*Excerpt to read*
* start *
What is fair time frame to allow broker to "prove" worth.


Invested with broker in May (near market highs) and results have pretty much tracked with the S&P 500. Broker has diversified the portfolio; and we appreciate the fact that he is conservative.Is tracking / matching the S&P these past 6 months a good result ?


Sep 28, 2006 1:35 pm

Depends on what you want to accomplish with your investments. Maybe yes, maybe no.


Is tracking the S&P a good result. Is it even a good goal?   Is tracking the S&P your only goal?  I tracking the S&P 500 from 2000 through the end of 2001 might not have been such a good result even if tracking the S&P was your goal.  You accomplished your goal, but at what cost?


There is no way we can answer this question for you.  We don't know you: your investment needs, goals, risk tolerance, location, age, income, net worth, other investments or anything else.  You are asking a question in a vacuum.  There is also no way we can give you advice on this board. 


Although 6 months is a very short time to decide about the Representative and to peg his/her performance strictly on tracking to an index, only you will be able to decide how long you want to do business with your own broker.   Proving "worth"  to you as an advisor is should be more than just investing your dollars to mimic an index.   


Wouldn't you rather beat the index?

Sep 28, 2006 1:36 pm

Apparently you don't have a sincere up front trusting relationship with your broker.  Otherwise you wouldnt be on here asking.  Odds are you are a small client who doesnt know how to work with a professional in my opinion.  Probably because you are fairly young and unexperienced.   


Why in the world would you come on here to ask that?  Call your broker up and ask him or her.  It's been six months.  Not exactly a long time. 


Do you appreciate the fact that he is conservative because that is what you asked for?  So does that mean you have 40 or 50% in bonds?  If so, youre saying you are tracking the S&P with  this conservative portfolio?  You shouldnt be benchmarking against the S&P if you have a conservative portfolio.  Oh I know. You must beat the S&P but you want to be conservative.  If youre account drops you will call to bitch.  But you need to beat the S&P.  And you have 20k to invest.   Ehh gads


So you are saying  you are invested conservatively, yet on track with the S&P so in other words what ever your benchmark is, "it's not the S&P," your beating it.


I love it when clients are just up front and open with me.  I hate when they sneak around double checking what I say and do for them. Just be open whether you are not sure, angry, happy, what ever.  Once you make your decision, be loyal and keep the lines of communication open. 


My rant for the day.

Sep 28, 2006 2:02 pm

berger- One other thing.  If you had invested with your advisor in December of 1998 and since then got a average annual return that was 30% higher in relative terms than the S&P would you be happy?


Wouldnt that be great.  What a great manager you would have right?  Well that great return would get you an average annual rate of return of 3% because the S&P has averaged 2.36% since then.
* end *
*Data lines*
* start *
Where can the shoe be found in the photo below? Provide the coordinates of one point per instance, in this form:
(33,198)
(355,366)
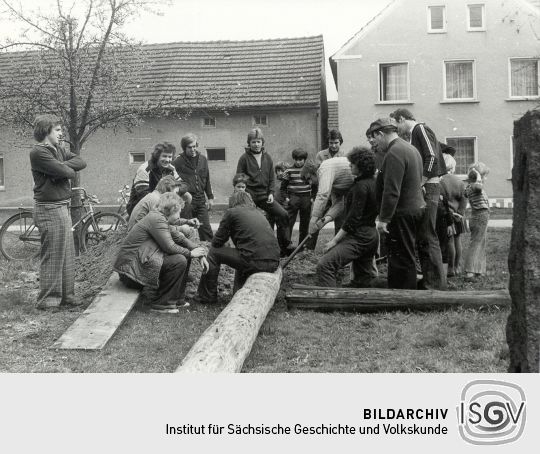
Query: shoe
(165,308)
(165,311)
(198,300)
(287,251)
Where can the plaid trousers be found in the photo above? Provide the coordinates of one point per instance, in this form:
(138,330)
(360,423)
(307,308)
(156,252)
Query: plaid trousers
(57,264)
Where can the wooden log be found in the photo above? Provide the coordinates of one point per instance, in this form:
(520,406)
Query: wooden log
(371,299)
(523,327)
(226,344)
(98,323)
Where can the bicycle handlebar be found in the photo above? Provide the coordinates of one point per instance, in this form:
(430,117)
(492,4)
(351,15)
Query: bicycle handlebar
(85,196)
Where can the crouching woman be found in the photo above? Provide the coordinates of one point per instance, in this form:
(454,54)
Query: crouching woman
(156,257)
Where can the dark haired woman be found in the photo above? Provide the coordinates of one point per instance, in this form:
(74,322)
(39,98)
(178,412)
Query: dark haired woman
(52,169)
(357,239)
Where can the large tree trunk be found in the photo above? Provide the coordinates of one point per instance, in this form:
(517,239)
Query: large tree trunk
(374,299)
(522,330)
(226,344)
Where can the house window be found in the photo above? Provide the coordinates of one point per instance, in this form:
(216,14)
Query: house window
(459,80)
(465,152)
(2,183)
(524,77)
(209,122)
(215,154)
(393,82)
(137,157)
(476,17)
(260,120)
(436,19)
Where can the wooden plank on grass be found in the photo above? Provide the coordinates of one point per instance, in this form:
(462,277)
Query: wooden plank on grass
(98,323)
(375,299)
(226,344)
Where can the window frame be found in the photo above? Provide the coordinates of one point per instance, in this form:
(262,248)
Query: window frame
(429,22)
(475,93)
(132,161)
(379,75)
(216,148)
(523,97)
(476,29)
(209,126)
(259,115)
(475,151)
(3,172)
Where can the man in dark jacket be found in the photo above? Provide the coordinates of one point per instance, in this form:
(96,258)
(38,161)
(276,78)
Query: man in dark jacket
(256,248)
(425,141)
(399,193)
(192,167)
(257,164)
(52,169)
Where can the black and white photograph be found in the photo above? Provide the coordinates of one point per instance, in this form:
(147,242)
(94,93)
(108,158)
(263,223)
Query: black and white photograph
(269,187)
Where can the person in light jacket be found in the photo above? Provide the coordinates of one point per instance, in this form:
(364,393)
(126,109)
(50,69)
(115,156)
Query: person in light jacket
(157,257)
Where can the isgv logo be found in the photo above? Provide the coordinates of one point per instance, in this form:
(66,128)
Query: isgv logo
(491,412)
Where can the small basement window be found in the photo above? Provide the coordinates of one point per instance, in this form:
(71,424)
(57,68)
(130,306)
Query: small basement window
(260,120)
(215,154)
(209,122)
(137,157)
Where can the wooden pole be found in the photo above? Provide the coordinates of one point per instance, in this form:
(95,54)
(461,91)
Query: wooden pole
(226,344)
(372,299)
(523,327)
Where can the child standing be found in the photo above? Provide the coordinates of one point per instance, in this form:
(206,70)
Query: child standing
(297,191)
(475,260)
(257,164)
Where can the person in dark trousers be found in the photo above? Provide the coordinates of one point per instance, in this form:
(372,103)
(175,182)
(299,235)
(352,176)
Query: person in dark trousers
(52,169)
(297,192)
(155,258)
(257,164)
(425,141)
(192,167)
(357,239)
(256,249)
(399,195)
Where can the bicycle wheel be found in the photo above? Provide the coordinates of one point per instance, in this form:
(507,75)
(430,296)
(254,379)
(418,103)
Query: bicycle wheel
(19,237)
(98,227)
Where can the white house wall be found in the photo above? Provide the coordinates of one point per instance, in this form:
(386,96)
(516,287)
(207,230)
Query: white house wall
(107,153)
(401,35)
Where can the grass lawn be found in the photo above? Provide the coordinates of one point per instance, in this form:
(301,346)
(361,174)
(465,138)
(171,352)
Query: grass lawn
(460,340)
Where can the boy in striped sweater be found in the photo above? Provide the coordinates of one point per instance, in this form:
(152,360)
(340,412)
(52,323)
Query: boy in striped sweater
(296,189)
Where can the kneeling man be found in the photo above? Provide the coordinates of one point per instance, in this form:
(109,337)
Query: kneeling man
(357,239)
(256,248)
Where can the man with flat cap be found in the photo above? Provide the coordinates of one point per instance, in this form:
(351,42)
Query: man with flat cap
(399,193)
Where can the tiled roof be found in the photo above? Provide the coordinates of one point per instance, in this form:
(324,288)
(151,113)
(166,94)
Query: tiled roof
(333,119)
(248,73)
(234,74)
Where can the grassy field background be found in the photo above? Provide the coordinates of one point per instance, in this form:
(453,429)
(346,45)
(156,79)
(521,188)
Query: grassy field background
(459,340)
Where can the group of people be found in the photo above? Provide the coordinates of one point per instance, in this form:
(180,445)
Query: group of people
(400,188)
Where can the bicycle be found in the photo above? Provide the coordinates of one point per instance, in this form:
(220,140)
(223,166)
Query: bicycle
(20,238)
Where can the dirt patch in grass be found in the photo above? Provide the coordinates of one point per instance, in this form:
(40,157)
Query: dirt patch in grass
(457,340)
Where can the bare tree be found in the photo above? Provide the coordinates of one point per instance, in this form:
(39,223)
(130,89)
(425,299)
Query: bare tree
(75,61)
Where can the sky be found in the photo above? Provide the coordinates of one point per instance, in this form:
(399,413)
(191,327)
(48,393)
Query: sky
(210,20)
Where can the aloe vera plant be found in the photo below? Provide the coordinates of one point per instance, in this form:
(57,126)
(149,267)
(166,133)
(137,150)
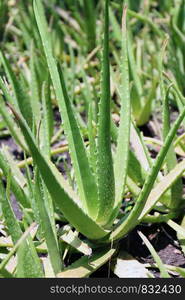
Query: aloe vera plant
(105,167)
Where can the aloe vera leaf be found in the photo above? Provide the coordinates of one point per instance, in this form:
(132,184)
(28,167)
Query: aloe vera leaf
(122,151)
(71,238)
(60,191)
(105,171)
(22,100)
(161,187)
(171,159)
(34,86)
(84,177)
(50,236)
(132,220)
(92,141)
(85,266)
(163,271)
(14,130)
(28,262)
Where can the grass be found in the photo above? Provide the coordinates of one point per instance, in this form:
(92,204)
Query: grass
(108,70)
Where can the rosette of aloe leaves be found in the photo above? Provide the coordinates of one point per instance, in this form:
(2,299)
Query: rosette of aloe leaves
(112,161)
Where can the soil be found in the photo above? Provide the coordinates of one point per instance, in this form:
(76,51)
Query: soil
(160,235)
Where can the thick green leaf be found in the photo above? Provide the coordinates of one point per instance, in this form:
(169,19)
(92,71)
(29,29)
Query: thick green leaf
(60,191)
(166,182)
(84,177)
(129,222)
(50,236)
(105,172)
(122,151)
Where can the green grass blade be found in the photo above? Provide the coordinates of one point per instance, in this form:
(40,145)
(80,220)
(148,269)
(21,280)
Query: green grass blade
* end *
*Your task*
Set down word for word the stretch of the broker forum thread above from "Do you appreciate" through "your beating it.".

*Output*
Do you appreciate the fact that he is conservative because that is what you asked for?  So does that mean you have 40 or 50% in bonds?  If so, youre saying you are tracking the S&P with  this conservative portfolio?  You shouldnt be benchmarking against the S&P if you have a conservative portfolio.  Oh I know. You must beat the S&P but you want to be conservative.  If youre account drops you will call to bitch.  But you need to beat the S&P.  And you have 20k to invest.   Ehh gads


So you are saying  you are invested conservatively, yet on track with the S&P so in other words what ever your benchmark is, "it's not the S&P," your beating it.